#### Excerpt ####
In the early morning, very early, if there's a light breeze, they must all be ringing. I wish I could hear them, but my ears don't hear in their range; I can only imagine.

Here is the grass in all its glory...
grasses

The water hemlock is blooming, my favorite, deliciously scary, poisonous plant, so pretty and looking like queen anne's lace or elder blossoms. I tried to take a picture, but it was blurry--I'll try another day.

This time I broke off a piece and sniffed it, and yes, it does smell a bit like parsley, like Mrs. Grieve says. A poisonous straw! Don't drink from it or bite it.

water hemlock stem
I feel...: joyful
I hear...: Gary Schyman: Praan

maddening honey May. 11th, 2008 @ 11:01 am
I'm definitely going to use this, or something based on it, in a story one day:

(From Wikipedia's entry "Rhododendron")

Some species are poisonous to grazing animals. These Rhododendrons have a toxin called grayanotoxin in their pollen and nectar. People have been known to become ill from eating honey made by bees feeding on rhododendron and azalea flowers. Xenophon described the odd behavior of Greek soldiers after having consumed honey in a village surrounded by rhododendrons. Later, it was recognized that honey resulting from these plants have a slightly hallucinogenic and laxative effect.
####
■ Task directions ■
List every person named in the excerpt on water hemlock and rhododendron honey.
#### Source data ####
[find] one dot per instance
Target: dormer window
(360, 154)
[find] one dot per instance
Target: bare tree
####
■ Result below ■
Mrs. Grieve, Gary Schyman, Xenophon